THE RECORDS:
◇ ◇ ◇ ◇ ◇

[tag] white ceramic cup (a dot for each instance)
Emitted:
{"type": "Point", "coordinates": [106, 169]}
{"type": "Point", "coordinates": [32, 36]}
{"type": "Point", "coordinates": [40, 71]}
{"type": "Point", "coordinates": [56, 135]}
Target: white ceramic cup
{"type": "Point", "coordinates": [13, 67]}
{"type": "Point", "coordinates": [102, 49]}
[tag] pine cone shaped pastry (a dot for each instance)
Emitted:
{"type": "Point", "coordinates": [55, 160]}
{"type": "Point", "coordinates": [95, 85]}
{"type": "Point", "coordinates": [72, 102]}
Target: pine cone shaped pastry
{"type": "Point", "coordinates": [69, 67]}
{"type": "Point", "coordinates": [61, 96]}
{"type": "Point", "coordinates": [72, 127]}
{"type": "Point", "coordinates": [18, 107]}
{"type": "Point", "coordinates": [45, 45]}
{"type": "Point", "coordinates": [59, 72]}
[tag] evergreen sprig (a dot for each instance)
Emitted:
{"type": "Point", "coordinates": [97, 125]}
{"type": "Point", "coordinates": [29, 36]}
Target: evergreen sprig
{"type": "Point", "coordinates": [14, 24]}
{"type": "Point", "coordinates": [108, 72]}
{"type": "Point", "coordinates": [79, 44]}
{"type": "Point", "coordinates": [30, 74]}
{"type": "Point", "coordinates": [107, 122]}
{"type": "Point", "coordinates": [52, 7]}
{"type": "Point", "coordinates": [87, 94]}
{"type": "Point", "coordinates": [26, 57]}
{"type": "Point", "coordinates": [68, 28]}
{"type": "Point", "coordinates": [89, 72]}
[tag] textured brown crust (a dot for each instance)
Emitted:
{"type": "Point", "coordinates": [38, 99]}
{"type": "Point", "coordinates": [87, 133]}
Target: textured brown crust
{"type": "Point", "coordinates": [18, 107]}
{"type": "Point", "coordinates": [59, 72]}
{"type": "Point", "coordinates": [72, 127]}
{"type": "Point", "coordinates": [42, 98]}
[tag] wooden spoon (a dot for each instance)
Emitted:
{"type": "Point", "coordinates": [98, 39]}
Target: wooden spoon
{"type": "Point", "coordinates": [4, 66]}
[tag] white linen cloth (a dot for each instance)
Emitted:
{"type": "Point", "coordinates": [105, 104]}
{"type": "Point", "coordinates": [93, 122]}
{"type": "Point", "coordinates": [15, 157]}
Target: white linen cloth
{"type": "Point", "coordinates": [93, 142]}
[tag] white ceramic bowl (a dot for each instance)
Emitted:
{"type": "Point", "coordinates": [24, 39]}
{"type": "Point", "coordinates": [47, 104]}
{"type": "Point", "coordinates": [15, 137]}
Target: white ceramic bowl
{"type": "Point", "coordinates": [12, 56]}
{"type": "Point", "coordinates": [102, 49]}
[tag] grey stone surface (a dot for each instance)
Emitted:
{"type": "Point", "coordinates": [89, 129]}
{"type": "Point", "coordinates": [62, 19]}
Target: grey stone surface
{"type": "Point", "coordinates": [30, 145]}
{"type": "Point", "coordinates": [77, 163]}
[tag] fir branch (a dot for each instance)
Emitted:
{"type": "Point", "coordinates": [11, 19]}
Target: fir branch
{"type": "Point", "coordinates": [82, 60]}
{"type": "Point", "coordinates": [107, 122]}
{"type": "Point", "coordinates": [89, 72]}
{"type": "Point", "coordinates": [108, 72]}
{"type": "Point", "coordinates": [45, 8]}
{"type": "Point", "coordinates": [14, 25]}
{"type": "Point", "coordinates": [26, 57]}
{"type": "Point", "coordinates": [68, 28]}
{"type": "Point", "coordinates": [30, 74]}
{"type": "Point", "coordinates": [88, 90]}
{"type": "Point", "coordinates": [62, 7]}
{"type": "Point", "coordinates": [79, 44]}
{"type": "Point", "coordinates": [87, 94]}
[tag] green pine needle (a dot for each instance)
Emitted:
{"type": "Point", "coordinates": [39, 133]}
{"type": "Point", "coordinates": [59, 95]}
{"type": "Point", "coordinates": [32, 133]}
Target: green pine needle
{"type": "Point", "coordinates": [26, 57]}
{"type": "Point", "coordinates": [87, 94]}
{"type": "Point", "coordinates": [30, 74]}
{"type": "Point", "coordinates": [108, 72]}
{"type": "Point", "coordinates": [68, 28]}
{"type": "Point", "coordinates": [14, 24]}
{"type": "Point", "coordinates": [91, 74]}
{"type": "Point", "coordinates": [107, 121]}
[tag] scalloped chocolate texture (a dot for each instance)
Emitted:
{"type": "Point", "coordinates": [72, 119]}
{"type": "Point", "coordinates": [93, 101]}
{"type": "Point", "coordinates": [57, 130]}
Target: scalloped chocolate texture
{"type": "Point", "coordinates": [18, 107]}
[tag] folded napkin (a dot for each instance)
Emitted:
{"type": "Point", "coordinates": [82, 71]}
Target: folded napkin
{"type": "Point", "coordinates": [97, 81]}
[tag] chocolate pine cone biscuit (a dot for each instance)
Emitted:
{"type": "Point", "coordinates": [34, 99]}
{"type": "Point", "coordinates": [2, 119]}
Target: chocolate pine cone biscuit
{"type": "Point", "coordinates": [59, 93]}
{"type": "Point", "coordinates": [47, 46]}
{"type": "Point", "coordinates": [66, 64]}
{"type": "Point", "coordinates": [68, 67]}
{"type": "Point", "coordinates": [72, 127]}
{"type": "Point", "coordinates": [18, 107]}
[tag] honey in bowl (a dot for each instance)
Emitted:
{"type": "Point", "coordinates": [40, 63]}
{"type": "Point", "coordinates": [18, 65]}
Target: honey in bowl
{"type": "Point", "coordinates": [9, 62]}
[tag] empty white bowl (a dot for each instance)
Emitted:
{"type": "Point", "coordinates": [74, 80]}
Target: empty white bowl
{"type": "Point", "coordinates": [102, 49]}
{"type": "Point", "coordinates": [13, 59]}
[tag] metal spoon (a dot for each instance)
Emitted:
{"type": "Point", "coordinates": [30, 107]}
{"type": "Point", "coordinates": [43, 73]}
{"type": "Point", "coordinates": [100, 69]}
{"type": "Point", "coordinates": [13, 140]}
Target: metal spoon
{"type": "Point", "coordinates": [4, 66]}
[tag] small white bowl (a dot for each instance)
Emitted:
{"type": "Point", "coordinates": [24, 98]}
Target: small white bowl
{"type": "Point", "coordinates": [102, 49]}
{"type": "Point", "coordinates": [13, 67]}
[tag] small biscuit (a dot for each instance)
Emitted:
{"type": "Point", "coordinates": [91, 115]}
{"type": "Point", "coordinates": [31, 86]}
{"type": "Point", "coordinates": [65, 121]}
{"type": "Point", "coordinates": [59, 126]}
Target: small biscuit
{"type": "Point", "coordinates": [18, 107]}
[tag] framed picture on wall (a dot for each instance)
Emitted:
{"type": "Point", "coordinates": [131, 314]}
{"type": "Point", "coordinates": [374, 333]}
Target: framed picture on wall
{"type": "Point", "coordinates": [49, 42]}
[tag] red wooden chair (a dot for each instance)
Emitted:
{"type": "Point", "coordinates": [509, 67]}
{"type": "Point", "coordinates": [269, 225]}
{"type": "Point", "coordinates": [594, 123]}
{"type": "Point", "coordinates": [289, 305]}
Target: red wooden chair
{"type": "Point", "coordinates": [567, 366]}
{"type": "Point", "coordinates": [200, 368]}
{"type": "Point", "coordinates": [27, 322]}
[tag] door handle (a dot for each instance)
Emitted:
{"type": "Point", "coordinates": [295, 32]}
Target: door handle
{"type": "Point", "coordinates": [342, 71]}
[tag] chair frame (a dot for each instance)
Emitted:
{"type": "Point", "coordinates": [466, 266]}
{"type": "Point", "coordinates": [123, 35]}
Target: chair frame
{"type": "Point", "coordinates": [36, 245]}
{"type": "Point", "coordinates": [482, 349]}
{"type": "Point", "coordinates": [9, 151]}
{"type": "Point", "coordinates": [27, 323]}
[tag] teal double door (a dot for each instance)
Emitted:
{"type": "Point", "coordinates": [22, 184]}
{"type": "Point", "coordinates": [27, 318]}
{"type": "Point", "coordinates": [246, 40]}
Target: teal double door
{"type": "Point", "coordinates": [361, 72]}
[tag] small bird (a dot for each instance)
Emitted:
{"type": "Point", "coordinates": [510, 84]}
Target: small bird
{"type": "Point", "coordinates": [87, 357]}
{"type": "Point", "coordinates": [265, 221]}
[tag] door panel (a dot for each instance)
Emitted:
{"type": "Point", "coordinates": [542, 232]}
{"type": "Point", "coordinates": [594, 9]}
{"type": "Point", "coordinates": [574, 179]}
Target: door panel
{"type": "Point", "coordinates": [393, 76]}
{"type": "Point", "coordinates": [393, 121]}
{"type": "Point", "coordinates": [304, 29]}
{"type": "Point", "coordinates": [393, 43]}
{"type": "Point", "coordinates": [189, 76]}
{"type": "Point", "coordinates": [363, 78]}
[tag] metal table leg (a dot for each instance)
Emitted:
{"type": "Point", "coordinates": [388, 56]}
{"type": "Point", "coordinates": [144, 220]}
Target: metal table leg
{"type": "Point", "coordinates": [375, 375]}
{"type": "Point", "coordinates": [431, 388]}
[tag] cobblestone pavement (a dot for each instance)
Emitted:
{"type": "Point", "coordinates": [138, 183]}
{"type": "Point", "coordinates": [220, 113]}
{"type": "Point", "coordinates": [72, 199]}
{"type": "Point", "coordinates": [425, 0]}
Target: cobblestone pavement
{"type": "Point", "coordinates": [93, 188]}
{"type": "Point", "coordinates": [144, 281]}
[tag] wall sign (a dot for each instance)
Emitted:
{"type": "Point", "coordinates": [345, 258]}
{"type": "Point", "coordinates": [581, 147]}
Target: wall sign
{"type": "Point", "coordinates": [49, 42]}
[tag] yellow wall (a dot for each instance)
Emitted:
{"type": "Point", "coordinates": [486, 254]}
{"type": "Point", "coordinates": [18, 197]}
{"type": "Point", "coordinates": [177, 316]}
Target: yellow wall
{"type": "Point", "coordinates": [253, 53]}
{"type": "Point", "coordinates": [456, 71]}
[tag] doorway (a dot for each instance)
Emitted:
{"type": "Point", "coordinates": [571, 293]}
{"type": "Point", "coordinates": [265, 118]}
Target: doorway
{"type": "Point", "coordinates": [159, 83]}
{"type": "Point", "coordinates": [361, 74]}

◇ ◇ ◇ ◇ ◇

WHAT IS ASKED: Set down, word for word, only the lines running from the line with "[tag] cobblestone pavement" to the last line of the listing above. Both of those lines belong in your answer.

EXERCISE ANSWER:
[tag] cobblestone pavement (a dot for each instance)
Emitted:
{"type": "Point", "coordinates": [138, 183]}
{"type": "Point", "coordinates": [220, 113]}
{"type": "Point", "coordinates": [72, 199]}
{"type": "Point", "coordinates": [425, 0]}
Target: cobblestone pavement
{"type": "Point", "coordinates": [93, 188]}
{"type": "Point", "coordinates": [144, 281]}
[tag] wall sign (a dot for each instance)
Emitted:
{"type": "Point", "coordinates": [345, 258]}
{"type": "Point", "coordinates": [581, 147]}
Target: wall sign
{"type": "Point", "coordinates": [49, 42]}
[tag] yellow wall (a dot for each instance)
Emitted:
{"type": "Point", "coordinates": [486, 254]}
{"type": "Point", "coordinates": [18, 197]}
{"type": "Point", "coordinates": [177, 316]}
Target: yellow wall
{"type": "Point", "coordinates": [253, 53]}
{"type": "Point", "coordinates": [456, 71]}
[tag] doorway (a dot for each instance)
Emitted:
{"type": "Point", "coordinates": [571, 293]}
{"type": "Point", "coordinates": [265, 118]}
Target: doorway
{"type": "Point", "coordinates": [159, 83]}
{"type": "Point", "coordinates": [361, 74]}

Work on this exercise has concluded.